*** RECORDS TO USE Section Begins ***
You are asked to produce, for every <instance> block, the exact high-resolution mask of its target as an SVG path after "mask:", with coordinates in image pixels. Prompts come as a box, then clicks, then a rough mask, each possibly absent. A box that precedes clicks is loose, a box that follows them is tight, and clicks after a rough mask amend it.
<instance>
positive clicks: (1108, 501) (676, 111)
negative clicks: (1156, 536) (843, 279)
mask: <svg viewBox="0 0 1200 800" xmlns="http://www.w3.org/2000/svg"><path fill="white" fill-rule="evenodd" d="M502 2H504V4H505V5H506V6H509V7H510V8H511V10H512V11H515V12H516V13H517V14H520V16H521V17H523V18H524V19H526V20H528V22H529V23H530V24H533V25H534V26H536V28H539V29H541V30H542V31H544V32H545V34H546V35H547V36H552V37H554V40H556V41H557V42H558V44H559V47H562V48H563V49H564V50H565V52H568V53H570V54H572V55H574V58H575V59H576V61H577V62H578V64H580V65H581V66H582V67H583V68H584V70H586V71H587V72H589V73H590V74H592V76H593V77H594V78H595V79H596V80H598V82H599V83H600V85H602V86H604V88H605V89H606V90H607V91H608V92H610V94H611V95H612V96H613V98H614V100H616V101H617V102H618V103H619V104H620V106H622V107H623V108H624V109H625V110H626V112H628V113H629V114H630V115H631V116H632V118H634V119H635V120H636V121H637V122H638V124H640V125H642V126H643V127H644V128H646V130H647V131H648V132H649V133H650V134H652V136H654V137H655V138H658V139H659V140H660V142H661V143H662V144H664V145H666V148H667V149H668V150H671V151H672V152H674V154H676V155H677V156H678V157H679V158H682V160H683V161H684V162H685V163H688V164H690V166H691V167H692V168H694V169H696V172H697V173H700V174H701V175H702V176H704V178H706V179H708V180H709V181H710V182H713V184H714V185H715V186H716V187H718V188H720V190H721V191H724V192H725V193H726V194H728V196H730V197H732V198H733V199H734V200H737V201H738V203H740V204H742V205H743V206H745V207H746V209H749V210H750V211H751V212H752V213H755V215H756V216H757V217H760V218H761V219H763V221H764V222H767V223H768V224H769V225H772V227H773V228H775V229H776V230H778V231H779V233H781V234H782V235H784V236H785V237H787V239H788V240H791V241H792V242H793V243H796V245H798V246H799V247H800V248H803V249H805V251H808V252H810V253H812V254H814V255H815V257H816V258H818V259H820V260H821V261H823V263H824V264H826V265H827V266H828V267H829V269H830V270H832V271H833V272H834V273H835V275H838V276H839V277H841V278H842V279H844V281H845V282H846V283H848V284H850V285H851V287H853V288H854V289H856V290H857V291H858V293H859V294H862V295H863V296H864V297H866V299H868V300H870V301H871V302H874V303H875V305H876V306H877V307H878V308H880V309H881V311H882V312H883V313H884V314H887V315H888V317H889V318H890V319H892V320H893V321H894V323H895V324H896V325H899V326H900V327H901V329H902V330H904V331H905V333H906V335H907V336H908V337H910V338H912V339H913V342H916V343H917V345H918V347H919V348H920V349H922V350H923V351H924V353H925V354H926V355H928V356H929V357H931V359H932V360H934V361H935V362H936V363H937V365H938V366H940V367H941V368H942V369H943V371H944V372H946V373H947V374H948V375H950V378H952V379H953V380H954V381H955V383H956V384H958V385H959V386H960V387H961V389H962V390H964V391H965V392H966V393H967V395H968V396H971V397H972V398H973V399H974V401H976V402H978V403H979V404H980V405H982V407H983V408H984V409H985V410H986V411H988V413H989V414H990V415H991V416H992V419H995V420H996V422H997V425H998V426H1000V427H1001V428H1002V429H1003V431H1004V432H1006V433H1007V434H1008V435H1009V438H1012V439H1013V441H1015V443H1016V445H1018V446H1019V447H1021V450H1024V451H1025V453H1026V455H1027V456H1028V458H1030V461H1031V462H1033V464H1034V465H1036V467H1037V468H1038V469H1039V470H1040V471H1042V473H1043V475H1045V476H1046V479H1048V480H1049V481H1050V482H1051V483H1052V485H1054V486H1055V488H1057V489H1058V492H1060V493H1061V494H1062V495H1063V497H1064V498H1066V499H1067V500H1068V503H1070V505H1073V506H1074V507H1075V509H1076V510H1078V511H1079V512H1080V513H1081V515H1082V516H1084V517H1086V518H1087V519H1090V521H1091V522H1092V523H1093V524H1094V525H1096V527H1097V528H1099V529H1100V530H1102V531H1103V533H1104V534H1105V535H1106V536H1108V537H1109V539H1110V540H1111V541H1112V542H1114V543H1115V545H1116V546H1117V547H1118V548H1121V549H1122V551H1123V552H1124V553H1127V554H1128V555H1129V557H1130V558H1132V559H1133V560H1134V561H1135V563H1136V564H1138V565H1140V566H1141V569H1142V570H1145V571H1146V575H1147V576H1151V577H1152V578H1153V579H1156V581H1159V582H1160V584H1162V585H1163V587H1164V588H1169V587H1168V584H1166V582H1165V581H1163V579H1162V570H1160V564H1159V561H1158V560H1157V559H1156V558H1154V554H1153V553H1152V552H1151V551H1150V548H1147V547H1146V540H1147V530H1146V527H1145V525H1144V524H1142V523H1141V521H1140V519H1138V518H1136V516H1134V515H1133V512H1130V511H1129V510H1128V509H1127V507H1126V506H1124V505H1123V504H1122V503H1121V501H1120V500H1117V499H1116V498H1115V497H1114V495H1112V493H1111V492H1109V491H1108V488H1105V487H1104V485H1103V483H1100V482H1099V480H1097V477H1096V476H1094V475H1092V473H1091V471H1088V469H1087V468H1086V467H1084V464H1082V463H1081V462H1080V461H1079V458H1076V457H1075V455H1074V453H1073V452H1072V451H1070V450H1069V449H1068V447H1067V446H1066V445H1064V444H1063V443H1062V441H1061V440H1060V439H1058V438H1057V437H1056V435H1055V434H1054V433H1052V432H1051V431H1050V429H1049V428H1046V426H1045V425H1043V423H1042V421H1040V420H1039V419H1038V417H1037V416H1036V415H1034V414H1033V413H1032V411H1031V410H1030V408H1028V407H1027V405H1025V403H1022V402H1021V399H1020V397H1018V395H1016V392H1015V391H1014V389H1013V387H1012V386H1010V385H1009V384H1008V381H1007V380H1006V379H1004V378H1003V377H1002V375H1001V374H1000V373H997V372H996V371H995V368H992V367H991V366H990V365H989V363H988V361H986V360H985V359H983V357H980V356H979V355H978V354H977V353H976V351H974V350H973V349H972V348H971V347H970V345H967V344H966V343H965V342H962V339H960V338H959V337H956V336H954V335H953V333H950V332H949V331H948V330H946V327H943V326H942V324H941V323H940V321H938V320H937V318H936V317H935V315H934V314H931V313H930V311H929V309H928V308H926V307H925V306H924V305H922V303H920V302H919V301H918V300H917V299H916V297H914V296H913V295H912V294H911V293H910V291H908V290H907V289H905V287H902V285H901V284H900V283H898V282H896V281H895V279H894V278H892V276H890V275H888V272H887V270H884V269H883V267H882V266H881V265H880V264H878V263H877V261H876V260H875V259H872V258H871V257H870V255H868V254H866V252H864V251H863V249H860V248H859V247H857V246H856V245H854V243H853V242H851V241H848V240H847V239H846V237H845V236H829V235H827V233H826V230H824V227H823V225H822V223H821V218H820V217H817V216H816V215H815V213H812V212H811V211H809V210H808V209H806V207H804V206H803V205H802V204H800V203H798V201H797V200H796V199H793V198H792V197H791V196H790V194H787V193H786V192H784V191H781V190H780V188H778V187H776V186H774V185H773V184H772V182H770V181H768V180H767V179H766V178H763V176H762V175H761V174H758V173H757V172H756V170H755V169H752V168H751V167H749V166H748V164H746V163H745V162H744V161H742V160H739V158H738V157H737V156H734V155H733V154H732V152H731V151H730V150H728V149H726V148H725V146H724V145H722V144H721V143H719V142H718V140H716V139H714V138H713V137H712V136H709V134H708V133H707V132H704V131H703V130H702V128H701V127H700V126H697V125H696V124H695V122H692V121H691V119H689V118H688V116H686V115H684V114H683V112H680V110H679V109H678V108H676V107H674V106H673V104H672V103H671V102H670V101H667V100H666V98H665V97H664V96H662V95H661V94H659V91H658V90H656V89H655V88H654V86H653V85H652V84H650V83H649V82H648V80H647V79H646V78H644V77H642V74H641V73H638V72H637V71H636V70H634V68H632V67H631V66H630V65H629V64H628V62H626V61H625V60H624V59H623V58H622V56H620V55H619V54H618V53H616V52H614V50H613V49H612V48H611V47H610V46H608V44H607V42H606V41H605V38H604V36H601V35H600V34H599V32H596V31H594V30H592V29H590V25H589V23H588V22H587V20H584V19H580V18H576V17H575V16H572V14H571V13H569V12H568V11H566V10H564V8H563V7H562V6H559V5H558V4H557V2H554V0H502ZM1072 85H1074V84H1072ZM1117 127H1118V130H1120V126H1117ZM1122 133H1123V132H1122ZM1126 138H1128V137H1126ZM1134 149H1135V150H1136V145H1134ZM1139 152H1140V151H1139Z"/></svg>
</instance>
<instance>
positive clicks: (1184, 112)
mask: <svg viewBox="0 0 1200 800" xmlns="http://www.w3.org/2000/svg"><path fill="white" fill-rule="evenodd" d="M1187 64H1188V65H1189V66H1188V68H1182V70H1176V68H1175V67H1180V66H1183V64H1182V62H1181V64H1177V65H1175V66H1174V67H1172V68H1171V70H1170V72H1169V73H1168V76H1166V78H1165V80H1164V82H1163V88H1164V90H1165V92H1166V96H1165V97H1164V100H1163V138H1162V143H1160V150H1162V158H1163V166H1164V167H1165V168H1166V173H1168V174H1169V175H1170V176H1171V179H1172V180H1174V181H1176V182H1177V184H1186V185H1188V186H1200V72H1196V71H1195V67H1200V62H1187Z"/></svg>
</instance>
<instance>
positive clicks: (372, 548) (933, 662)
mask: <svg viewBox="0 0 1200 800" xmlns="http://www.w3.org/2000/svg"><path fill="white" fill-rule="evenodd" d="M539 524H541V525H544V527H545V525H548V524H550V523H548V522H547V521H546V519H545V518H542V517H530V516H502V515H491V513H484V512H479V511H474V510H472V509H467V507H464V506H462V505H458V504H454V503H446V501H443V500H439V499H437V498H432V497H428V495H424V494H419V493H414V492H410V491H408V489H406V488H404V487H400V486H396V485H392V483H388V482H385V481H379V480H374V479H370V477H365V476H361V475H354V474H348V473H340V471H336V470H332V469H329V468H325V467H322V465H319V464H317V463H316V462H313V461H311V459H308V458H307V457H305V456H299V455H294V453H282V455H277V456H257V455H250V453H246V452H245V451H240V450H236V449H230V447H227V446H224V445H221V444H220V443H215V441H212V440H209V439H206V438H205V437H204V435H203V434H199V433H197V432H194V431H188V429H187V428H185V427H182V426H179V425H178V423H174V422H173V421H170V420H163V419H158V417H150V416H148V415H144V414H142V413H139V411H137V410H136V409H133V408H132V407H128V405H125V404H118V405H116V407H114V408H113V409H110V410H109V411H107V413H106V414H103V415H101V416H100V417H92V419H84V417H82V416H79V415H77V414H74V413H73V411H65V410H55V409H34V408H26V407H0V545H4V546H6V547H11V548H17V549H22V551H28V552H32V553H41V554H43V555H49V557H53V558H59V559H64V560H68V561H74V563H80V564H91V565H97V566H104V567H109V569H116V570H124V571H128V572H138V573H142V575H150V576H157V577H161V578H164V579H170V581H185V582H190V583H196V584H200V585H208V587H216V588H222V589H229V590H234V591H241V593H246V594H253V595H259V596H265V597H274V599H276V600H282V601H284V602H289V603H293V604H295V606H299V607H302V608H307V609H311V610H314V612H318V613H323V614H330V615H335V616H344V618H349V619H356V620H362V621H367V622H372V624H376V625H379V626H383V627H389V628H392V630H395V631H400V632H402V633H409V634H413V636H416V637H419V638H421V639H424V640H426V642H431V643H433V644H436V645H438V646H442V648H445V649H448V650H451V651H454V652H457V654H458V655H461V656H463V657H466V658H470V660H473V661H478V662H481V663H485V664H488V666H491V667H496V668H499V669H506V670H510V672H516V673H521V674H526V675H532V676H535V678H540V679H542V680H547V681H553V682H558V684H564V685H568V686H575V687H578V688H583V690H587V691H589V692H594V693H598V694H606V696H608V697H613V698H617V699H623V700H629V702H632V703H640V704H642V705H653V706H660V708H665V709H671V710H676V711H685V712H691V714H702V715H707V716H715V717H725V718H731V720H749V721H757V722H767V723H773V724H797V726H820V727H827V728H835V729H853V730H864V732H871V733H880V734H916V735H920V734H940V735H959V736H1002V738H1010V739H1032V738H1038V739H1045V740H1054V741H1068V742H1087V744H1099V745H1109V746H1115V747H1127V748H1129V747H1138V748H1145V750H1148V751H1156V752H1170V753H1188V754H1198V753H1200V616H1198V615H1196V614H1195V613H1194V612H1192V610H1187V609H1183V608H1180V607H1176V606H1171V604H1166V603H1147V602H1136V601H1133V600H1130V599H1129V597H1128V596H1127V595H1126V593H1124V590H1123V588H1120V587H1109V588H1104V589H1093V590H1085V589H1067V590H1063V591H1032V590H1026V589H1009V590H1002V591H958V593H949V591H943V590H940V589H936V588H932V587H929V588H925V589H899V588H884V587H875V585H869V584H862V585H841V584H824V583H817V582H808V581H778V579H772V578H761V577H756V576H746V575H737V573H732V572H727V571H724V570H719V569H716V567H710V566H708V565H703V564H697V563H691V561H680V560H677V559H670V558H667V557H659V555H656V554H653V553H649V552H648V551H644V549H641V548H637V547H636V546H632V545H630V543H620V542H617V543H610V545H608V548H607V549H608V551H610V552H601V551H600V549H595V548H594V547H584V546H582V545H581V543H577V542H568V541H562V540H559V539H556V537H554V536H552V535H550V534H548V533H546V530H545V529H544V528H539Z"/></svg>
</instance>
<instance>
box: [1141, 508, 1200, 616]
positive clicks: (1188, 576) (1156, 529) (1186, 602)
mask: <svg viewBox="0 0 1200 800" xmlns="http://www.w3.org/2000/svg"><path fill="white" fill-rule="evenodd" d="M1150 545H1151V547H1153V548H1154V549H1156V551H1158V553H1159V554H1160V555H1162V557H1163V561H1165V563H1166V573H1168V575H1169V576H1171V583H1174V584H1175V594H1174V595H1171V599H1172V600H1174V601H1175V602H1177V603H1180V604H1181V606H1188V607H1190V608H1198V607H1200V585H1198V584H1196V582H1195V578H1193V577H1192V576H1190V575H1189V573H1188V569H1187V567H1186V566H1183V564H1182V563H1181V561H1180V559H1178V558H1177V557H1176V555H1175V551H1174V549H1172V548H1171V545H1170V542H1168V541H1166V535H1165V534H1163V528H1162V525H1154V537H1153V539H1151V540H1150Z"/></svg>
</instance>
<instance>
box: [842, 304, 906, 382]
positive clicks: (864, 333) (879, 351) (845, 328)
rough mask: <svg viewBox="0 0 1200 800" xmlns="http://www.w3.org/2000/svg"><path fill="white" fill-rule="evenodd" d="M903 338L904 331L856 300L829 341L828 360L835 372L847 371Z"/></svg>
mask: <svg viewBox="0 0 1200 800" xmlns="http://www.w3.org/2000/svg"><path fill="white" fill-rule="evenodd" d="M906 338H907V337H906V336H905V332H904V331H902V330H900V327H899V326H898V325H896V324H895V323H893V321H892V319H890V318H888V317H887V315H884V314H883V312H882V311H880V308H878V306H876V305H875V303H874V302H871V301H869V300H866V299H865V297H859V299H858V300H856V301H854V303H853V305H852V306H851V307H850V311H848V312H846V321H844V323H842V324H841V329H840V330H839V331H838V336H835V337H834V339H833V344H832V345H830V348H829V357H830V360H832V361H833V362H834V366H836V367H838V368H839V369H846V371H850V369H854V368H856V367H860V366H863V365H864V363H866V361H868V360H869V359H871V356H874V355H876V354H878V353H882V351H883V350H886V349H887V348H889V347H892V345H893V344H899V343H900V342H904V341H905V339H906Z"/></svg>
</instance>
*** RECORDS TO USE Section Ends ***
• WORK REQUIRED: Reproduce the lines of the items verbatim, starting at the very beginning of the items and ending with the line that contains "negative clicks: (1156, 536) (843, 279)".

• EXERCISE ANSWER:
You are asked to produce, for every <instance> block, the exact high-resolution mask of its target as an SVG path after "mask:", with coordinates in image pixels. Prompts come as a box, then clicks, then a rough mask, each possibly absent. A box that precedes clicks is loose, a box that follows them is tight, and clicks after a rough mask amend it.
<instance>
positive clicks: (1108, 501) (676, 111)
negative clicks: (1156, 536) (843, 279)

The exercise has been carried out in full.